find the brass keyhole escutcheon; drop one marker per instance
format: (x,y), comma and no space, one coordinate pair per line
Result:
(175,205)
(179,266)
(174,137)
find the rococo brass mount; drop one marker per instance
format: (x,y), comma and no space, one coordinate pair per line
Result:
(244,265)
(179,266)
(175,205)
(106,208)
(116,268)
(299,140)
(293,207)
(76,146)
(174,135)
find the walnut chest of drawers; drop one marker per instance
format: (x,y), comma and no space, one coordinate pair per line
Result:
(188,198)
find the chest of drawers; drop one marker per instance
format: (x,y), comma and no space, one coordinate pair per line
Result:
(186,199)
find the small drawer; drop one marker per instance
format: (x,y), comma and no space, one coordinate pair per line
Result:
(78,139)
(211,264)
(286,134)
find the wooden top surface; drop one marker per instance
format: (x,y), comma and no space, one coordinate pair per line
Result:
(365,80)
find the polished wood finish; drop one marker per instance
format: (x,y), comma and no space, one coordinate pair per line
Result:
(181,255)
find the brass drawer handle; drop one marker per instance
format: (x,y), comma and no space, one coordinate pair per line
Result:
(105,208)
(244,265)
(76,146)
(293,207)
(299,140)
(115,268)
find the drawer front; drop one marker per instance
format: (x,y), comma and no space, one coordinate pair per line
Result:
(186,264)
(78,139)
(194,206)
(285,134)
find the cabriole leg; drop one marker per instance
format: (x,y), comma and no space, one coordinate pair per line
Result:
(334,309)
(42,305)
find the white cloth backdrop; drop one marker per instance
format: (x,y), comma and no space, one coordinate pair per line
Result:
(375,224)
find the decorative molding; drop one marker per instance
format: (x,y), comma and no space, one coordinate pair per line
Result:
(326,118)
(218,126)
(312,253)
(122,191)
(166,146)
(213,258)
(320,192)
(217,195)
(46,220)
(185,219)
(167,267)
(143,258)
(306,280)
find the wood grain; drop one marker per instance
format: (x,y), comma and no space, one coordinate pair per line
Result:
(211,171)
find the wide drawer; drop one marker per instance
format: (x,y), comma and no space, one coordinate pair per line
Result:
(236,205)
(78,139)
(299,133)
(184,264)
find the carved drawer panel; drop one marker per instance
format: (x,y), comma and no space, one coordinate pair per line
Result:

● ASSIGNMENT: Would you write out each entry precisely as it is given?

● RESULT OF THIS TASK:
find the brass keyhole escutcheon; drop one marker per instance
format: (x,y), comma and no space, one coordinate pair per line
Result:
(175,205)
(179,266)
(174,137)
find the rococo brass mount; drop one marker per instance
format: (x,y), comma and no space, one coordinate pair per line
Result:
(244,265)
(179,266)
(175,205)
(106,208)
(116,268)
(299,140)
(293,207)
(76,146)
(174,135)
find the walnut chest of drawers; drop one marker per instance
format: (x,y), comma and no space, one coordinate pair per line
Result:
(188,198)
find the chest of drawers; drop one marker per instance
format: (x,y), comma and no space, one coordinate pair per line
Result:
(186,199)
find the small drawer; drop one marker per instance
format: (x,y), comma and no space, one coordinate pair per line
Result:
(78,139)
(211,264)
(286,134)
find the wooden top surface; drop one marker per instance
format: (x,y), comma and no space, one coordinate pair per line
Result:
(365,80)
find the polished wood finish; drop one marker per instance
format: (x,y), comma and no space, one coordinate pair per line
Result:
(181,255)
find the brass drawer handle; drop one marker per instance
format: (x,y), comma and no space, one coordinate pair per line
Result:
(105,208)
(244,265)
(76,146)
(293,207)
(299,140)
(115,268)
find the drawer front; drop one marker per instance
format: (x,y), comma and no space, one coordinate pair per line
Result:
(186,264)
(78,139)
(194,206)
(285,134)
find the cabriole leg; drop one marker per instance
format: (x,y), comma and no space, one coordinate pair per line
Result:
(334,309)
(42,305)
find the white cloth backdrop; drop one marker per instance
format: (x,y), comma and no space, one coordinate pair per line
Result:
(375,224)
find the decorative molding; drop one marker per instance
format: (x,y), comma and no space, one coordinate pair per line
Result:
(326,118)
(218,126)
(312,253)
(122,191)
(166,146)
(213,258)
(320,192)
(217,195)
(46,220)
(185,219)
(167,267)
(143,258)
(306,280)
find the wood grain; drop one marker per instance
format: (x,y), comma and no space, one coordinate pair per line
Result:
(211,171)
find the wide drawer; drop one marker per instance
format: (x,y), comma and no space, one coordinate pair per line
Result:
(236,205)
(78,139)
(299,133)
(184,264)
find the carved drawer panel; drop one marker per instance
format: (x,y), comma and no space, one coordinate pair per line
Result:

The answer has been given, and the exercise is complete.